■ Record extracts
********************

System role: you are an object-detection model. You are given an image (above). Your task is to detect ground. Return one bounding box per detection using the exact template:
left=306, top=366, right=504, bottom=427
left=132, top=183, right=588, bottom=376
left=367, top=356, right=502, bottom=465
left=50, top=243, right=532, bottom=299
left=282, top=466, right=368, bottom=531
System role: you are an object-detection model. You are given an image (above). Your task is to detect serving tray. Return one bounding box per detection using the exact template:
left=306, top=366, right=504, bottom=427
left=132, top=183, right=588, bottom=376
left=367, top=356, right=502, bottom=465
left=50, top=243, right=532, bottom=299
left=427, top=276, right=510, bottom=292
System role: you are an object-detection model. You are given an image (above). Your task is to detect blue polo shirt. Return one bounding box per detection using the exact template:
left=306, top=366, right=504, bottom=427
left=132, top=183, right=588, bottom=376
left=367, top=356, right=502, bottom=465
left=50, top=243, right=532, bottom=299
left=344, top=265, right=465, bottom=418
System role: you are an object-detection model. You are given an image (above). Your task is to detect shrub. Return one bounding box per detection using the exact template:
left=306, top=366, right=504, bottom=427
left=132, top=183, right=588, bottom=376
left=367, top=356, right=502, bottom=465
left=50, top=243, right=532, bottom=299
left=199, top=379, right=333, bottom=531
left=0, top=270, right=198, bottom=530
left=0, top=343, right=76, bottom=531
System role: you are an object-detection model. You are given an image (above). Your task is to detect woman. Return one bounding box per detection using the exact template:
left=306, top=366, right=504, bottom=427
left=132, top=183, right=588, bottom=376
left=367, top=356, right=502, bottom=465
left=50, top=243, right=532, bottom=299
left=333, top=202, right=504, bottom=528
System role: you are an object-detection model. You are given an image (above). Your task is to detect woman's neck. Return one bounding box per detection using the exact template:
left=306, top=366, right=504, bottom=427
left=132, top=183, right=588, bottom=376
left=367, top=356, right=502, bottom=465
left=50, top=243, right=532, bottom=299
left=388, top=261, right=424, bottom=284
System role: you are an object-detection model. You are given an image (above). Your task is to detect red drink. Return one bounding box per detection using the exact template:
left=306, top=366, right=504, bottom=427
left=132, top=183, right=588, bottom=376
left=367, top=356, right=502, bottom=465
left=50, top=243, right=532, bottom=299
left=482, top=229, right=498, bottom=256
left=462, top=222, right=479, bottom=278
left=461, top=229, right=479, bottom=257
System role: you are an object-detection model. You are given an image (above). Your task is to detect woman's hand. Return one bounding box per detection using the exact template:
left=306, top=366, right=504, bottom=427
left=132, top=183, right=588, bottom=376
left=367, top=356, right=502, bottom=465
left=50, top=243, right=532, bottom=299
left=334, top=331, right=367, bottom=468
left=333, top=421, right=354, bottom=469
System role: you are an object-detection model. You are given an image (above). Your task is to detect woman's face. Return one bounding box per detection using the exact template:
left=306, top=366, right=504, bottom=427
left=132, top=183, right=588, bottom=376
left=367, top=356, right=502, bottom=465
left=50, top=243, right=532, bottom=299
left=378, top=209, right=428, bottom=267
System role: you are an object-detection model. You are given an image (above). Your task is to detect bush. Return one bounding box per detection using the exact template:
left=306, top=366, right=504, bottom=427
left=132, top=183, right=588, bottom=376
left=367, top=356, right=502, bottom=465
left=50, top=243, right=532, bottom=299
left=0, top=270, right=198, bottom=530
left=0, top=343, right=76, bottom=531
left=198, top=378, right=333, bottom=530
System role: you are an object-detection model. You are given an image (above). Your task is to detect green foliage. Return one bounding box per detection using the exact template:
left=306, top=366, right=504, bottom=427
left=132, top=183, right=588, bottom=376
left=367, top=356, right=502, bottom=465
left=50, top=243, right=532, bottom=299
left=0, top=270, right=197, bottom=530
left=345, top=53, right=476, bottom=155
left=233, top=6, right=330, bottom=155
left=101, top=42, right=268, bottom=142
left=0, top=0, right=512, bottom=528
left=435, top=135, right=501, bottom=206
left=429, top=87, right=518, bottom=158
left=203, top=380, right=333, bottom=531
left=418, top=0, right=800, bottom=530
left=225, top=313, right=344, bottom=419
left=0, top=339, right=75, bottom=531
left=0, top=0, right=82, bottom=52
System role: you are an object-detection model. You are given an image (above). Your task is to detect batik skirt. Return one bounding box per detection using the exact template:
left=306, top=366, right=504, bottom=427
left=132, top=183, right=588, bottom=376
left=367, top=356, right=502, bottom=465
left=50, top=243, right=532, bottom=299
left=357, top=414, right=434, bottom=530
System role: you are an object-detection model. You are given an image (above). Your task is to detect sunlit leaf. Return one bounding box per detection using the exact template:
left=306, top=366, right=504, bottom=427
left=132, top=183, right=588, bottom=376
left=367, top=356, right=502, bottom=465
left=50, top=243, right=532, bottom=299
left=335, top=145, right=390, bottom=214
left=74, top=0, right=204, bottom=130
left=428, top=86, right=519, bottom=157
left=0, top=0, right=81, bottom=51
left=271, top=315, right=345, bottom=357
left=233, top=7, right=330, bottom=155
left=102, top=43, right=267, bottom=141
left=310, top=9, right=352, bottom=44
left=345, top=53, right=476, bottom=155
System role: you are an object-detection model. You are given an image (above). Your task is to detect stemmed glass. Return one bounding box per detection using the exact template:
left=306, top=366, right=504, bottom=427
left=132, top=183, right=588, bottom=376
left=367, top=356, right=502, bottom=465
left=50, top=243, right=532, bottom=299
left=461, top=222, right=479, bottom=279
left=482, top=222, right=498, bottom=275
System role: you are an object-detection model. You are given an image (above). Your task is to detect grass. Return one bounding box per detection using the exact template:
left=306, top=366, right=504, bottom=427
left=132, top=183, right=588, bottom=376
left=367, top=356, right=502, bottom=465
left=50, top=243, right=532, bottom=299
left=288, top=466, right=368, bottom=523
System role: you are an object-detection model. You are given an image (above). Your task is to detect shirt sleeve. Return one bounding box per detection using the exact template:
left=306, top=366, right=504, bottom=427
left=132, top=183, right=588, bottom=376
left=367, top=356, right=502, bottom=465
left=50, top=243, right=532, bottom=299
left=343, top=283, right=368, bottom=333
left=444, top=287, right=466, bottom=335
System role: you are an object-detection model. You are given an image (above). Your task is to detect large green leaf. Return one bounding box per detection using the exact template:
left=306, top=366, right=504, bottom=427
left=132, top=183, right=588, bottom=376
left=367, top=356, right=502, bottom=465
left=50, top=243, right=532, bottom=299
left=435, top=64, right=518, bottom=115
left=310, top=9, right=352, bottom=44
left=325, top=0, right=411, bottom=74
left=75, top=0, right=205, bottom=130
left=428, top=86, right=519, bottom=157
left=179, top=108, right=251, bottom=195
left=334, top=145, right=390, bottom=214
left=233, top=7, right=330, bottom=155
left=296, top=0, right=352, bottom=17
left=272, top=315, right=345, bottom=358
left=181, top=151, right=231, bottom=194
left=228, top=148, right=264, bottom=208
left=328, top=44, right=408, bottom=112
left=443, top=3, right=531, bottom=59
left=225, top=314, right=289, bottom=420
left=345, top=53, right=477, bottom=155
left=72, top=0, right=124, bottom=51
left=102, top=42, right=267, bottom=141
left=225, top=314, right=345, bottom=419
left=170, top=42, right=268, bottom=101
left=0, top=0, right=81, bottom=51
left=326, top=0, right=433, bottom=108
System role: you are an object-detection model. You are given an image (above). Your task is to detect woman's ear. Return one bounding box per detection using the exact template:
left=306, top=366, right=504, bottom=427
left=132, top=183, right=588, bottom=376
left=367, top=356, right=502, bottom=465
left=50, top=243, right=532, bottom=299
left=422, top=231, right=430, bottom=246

********************

■ Exercise prompt
Go through the listing above and repeat all of it exactly.

■ Your solution
System role: you are an object-detection model. You are given an image (above). Your task is to detect ground. Return one bounding box per detection using the exact template:
left=306, top=366, right=504, bottom=427
left=132, top=183, right=588, bottom=376
left=367, top=356, right=502, bottom=465
left=50, top=243, right=532, bottom=299
left=282, top=466, right=368, bottom=531
System role: you are an object-detection model. You are given an image (above). Your task is to detect serving tray. Return one bounding box per detection using the exact template:
left=306, top=366, right=504, bottom=427
left=132, top=183, right=588, bottom=376
left=367, top=356, right=502, bottom=465
left=50, top=243, right=532, bottom=299
left=427, top=276, right=510, bottom=292
System role: you are an object-detection model. You are given an image (above). Your task is to detect blue polo shirt. Return one bounding box per detection using the exact template:
left=306, top=366, right=504, bottom=427
left=132, top=183, right=588, bottom=376
left=367, top=356, right=502, bottom=465
left=50, top=243, right=532, bottom=299
left=344, top=265, right=465, bottom=418
System role: you are an object-detection model. You are given an image (above). Your task is to detect shrub. Return one bounding box per detection using the exact template:
left=306, top=366, right=504, bottom=427
left=132, top=183, right=588, bottom=376
left=367, top=356, right=502, bottom=465
left=50, top=243, right=532, bottom=299
left=199, top=379, right=333, bottom=531
left=0, top=270, right=198, bottom=530
left=0, top=343, right=76, bottom=531
System role: you are an object-detection model. You are given an image (above). Your task is to detect woman. Return one bounding box per detection using the exact template:
left=306, top=366, right=504, bottom=427
left=132, top=183, right=588, bottom=376
left=367, top=356, right=502, bottom=465
left=50, top=243, right=532, bottom=299
left=333, top=202, right=504, bottom=528
System role: you are an object-detection model. You are given an image (above). Your task is to detect woman's neck. Return one bounding box per detection using the exact template:
left=306, top=366, right=504, bottom=427
left=132, top=183, right=588, bottom=376
left=367, top=356, right=502, bottom=465
left=50, top=243, right=532, bottom=299
left=388, top=261, right=424, bottom=284
System role: you are an object-detection model. You are given an image (above). Your task is to detect red drink. Return one bounding box per detection using the exact template:
left=306, top=366, right=504, bottom=427
left=132, top=183, right=588, bottom=376
left=367, top=356, right=502, bottom=465
left=50, top=243, right=532, bottom=299
left=482, top=229, right=498, bottom=256
left=462, top=222, right=479, bottom=278
left=461, top=229, right=479, bottom=257
System role: you are an object-detection model. You are given an image (above). Your task is to detect woman's hand. Return one bounding box per detection using the exact template:
left=306, top=366, right=504, bottom=427
left=132, top=183, right=588, bottom=376
left=367, top=356, right=502, bottom=465
left=50, top=243, right=532, bottom=299
left=334, top=331, right=367, bottom=468
left=333, top=421, right=354, bottom=469
System role: you are an object-detection model. You are given an image (above). Your task is to detect woman's face. Return one bounding box per detection using the exact template:
left=306, top=366, right=504, bottom=427
left=132, top=183, right=588, bottom=376
left=367, top=356, right=502, bottom=465
left=50, top=243, right=532, bottom=299
left=378, top=209, right=428, bottom=267
System role: you are an object-detection model. You are given an image (above). Your task is to detect bush. Return one bounding box per detection using the exact template:
left=306, top=366, right=504, bottom=427
left=132, top=183, right=588, bottom=376
left=367, top=356, right=502, bottom=465
left=50, top=243, right=532, bottom=299
left=0, top=270, right=198, bottom=530
left=0, top=343, right=76, bottom=531
left=198, top=378, right=333, bottom=530
System role: you are an object-detection model. You are given an image (above). Your task is to detect green foliage. Return one bounding box per detection using the exact template:
left=306, top=366, right=504, bottom=427
left=132, top=183, right=588, bottom=376
left=367, top=356, right=502, bottom=465
left=50, top=243, right=532, bottom=299
left=0, top=270, right=197, bottom=530
left=345, top=53, right=476, bottom=155
left=233, top=6, right=330, bottom=155
left=101, top=42, right=268, bottom=142
left=0, top=0, right=512, bottom=528
left=435, top=135, right=501, bottom=206
left=429, top=87, right=518, bottom=158
left=203, top=380, right=333, bottom=531
left=418, top=0, right=800, bottom=530
left=225, top=313, right=344, bottom=419
left=0, top=339, right=75, bottom=531
left=0, top=0, right=82, bottom=52
System role: you are an object-detection model. You are given an image (above). Your task is to detect batik skirt. Return one bounding box per detection using the exact template:
left=306, top=366, right=504, bottom=427
left=132, top=183, right=588, bottom=376
left=367, top=356, right=502, bottom=465
left=50, top=243, right=532, bottom=299
left=357, top=414, right=434, bottom=530
System role: you are an object-detection model. You are given an image (above). Your task is to detect sunlit leaf. Return one bounding box per detection using the exact template:
left=306, top=366, right=504, bottom=427
left=132, top=183, right=588, bottom=376
left=367, top=356, right=502, bottom=465
left=50, top=243, right=532, bottom=299
left=335, top=145, right=390, bottom=214
left=74, top=0, right=204, bottom=130
left=428, top=86, right=519, bottom=157
left=0, top=0, right=81, bottom=51
left=271, top=315, right=345, bottom=357
left=233, top=7, right=330, bottom=155
left=102, top=43, right=267, bottom=141
left=310, top=9, right=352, bottom=44
left=345, top=53, right=476, bottom=155
System role: you are an object-detection model. You are given an image (above). Your task is to detect stemmed glass. Return one bounding box per detection using the exact template:
left=306, top=366, right=504, bottom=427
left=132, top=183, right=588, bottom=376
left=367, top=356, right=502, bottom=465
left=50, top=243, right=532, bottom=299
left=461, top=222, right=479, bottom=279
left=482, top=222, right=498, bottom=275
System role: you are an object-detection model. You are given an image (above). Your task is to detect grass. Return one bounding box per detection using the exact template:
left=306, top=366, right=504, bottom=427
left=132, top=183, right=588, bottom=376
left=367, top=356, right=502, bottom=465
left=50, top=243, right=532, bottom=299
left=288, top=466, right=368, bottom=523
System role: you are an object-detection model. You are given an image (above). Your task is to detect shirt sleeve. Return one bounding box per detection using the exact template:
left=306, top=366, right=504, bottom=427
left=132, top=183, right=588, bottom=376
left=367, top=356, right=502, bottom=465
left=50, top=243, right=532, bottom=299
left=343, top=283, right=368, bottom=333
left=444, top=287, right=466, bottom=335
System role: you are an object-detection model. You are given an image (above). Your task is to detect large green leaf. Return one bounding box per detection using the exact template:
left=306, top=366, right=504, bottom=427
left=132, top=183, right=588, bottom=376
left=367, top=356, right=502, bottom=465
left=50, top=243, right=532, bottom=299
left=435, top=64, right=518, bottom=115
left=310, top=9, right=352, bottom=44
left=325, top=0, right=411, bottom=74
left=75, top=0, right=205, bottom=130
left=428, top=86, right=519, bottom=157
left=179, top=108, right=251, bottom=195
left=334, top=145, right=390, bottom=214
left=233, top=7, right=330, bottom=155
left=296, top=0, right=352, bottom=17
left=272, top=315, right=345, bottom=358
left=181, top=151, right=231, bottom=194
left=228, top=148, right=264, bottom=208
left=328, top=44, right=408, bottom=112
left=443, top=3, right=531, bottom=59
left=225, top=314, right=289, bottom=420
left=345, top=53, right=477, bottom=155
left=72, top=0, right=124, bottom=51
left=102, top=42, right=267, bottom=141
left=225, top=314, right=345, bottom=419
left=170, top=42, right=268, bottom=101
left=0, top=0, right=81, bottom=51
left=326, top=0, right=433, bottom=108
System role: you are an object-detection model. You are given an image (above). Your task is to detect woman's ear. Return one bounding box per detection using the exact template:
left=306, top=366, right=504, bottom=427
left=132, top=183, right=588, bottom=376
left=367, top=356, right=502, bottom=465
left=50, top=243, right=532, bottom=299
left=422, top=231, right=430, bottom=246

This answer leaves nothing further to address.